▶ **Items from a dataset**
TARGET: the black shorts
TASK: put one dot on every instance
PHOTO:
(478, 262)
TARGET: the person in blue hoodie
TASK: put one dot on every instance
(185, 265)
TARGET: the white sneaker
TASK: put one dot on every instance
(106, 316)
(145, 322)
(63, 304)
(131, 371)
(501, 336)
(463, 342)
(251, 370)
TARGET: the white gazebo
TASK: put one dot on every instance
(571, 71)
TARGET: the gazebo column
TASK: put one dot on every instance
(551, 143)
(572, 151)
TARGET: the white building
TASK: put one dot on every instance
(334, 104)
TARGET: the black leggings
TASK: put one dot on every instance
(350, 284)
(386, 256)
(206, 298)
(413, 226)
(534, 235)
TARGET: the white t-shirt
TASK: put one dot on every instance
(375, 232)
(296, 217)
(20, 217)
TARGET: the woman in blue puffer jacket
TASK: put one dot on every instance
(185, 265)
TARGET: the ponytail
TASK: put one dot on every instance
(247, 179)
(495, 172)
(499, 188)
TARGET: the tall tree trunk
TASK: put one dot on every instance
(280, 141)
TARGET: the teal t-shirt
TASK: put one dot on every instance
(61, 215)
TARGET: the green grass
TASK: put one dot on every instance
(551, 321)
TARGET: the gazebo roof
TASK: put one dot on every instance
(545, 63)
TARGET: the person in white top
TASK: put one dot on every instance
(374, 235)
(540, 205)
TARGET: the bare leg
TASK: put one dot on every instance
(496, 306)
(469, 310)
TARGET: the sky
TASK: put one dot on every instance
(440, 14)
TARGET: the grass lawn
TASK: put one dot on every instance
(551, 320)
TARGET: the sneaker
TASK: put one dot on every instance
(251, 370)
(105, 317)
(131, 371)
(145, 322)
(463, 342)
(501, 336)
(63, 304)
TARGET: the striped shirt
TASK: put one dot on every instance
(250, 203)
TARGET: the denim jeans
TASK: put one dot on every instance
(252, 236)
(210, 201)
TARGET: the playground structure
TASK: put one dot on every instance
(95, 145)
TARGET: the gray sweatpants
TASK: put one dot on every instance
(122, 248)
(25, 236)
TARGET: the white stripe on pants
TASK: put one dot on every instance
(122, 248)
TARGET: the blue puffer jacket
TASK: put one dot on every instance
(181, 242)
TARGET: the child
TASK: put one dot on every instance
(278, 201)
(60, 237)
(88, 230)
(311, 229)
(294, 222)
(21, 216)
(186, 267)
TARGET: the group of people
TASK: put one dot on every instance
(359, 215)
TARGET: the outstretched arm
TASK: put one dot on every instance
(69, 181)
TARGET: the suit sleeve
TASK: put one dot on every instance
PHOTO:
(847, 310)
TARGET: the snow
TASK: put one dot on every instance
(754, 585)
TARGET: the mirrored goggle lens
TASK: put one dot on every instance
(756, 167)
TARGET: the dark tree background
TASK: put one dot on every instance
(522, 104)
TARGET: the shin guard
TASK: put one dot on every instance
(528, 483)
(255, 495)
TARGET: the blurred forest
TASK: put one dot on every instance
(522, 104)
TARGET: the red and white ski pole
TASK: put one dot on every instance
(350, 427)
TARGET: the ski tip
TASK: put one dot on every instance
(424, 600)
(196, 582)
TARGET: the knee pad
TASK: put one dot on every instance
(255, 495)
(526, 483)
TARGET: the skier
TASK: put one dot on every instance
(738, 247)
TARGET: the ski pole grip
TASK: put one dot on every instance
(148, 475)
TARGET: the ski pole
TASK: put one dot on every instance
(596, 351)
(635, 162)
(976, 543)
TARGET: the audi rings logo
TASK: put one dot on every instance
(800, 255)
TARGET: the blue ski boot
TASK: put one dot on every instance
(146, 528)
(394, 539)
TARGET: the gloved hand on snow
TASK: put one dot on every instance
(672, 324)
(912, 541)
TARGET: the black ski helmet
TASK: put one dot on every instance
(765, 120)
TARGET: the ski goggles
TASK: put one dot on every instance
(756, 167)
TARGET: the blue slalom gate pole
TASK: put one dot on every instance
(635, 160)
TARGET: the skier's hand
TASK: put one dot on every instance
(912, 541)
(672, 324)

▶ **What is asked**
Can you recast the records as a JSON list of strings, one string per line and no blank lines? Begin at the line that has "TARGET: the red and white ski pole" and go through the end of the records.

▶ **Response to this task**
[
  "TARGET: the red and white ski pole",
  "TASK: put one dot on every instance",
  "(350, 427)",
  "TARGET: the ski tip",
  "TASK: put one dot on every instance",
  "(424, 600)",
  "(196, 582)",
  "TARGET: the knee pad",
  "TASK: put one dot on every instance",
  "(255, 495)",
  "(526, 483)",
  "TARGET: the skier",
  "TASK: put one dot on every instance",
  "(738, 247)",
  "TARGET: the ski pole grip",
  "TASK: put one dot on every instance",
  "(148, 475)",
  "TARGET: the ski pole",
  "TASK: put one dot on every instance",
  "(596, 351)",
  "(635, 162)",
  "(976, 543)",
  "TARGET: the audi rings logo",
  "TASK: put one dot on every instance",
  "(800, 255)",
  "TARGET: the blue ski boot",
  "TASK: put one dot on every instance",
  "(146, 528)",
  "(394, 539)",
  "TARGET: the gloved hand on snow",
  "TASK: put one dot on every instance",
  "(672, 324)",
  "(912, 541)",
  "TARGET: the black ski helmet",
  "TASK: put one dot on every instance",
  "(765, 120)",
  "TARGET: the ski goggles",
  "TASK: put one dot on every instance",
  "(756, 167)",
  "TARGET: the blue slalom gate pole",
  "TASK: put one dot on every instance",
  "(635, 160)",
  "TARGET: the skier's hand",
  "TASK: put one dot on every instance",
  "(912, 541)",
  "(672, 324)"
]